_RECORDS PROVIDED_.
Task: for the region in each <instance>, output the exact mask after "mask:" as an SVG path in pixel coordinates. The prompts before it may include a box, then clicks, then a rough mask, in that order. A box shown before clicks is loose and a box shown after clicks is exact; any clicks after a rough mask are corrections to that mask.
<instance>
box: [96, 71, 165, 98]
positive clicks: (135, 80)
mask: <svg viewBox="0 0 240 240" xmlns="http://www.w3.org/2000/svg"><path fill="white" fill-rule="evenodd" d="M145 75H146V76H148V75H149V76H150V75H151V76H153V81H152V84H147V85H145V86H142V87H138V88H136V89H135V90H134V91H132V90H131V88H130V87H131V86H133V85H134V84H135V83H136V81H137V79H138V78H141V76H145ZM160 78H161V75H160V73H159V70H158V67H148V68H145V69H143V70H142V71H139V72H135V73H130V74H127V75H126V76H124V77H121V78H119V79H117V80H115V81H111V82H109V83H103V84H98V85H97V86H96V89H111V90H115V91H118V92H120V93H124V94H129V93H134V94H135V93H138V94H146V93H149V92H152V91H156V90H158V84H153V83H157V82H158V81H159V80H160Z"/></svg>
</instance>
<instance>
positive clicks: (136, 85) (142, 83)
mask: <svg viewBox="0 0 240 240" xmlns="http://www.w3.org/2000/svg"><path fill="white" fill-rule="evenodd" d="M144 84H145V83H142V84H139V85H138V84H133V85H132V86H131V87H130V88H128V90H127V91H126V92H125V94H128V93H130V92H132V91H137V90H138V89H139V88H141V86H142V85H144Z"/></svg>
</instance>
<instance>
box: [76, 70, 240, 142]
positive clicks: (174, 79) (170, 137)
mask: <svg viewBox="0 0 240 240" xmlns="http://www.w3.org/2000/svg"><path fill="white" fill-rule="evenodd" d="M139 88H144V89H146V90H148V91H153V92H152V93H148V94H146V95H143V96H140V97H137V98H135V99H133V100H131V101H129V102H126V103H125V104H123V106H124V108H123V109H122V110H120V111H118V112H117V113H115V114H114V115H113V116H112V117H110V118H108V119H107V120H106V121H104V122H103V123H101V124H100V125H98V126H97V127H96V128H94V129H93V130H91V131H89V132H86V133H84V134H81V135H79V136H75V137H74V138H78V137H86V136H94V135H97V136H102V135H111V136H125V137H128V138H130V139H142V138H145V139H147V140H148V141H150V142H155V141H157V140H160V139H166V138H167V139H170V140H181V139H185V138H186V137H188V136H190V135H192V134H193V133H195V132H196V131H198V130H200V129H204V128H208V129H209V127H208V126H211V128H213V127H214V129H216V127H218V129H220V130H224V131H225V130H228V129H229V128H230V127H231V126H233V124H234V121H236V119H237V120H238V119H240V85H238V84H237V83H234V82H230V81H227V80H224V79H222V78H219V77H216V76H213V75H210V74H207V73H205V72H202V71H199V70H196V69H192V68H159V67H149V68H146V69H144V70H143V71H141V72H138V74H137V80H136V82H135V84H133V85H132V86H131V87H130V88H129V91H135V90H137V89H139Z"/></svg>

_PROBLEM_.
Write out the listing word for word, everything from the top of it down to the line containing "positive clicks: (135, 80)", both of those included.

_THE ANSWER_.
Task: for the region in each <instance>, output the exact mask after "mask:" as an SVG path in pixel coordinates. The prompts before it may include a box, then clicks, then a rough mask, in that order. A box shown before clicks is loose and a box shown after clicks is exact; any clicks after a rough mask are corrections to that mask.
<instance>
box: [96, 71, 165, 98]
positive clicks: (135, 80)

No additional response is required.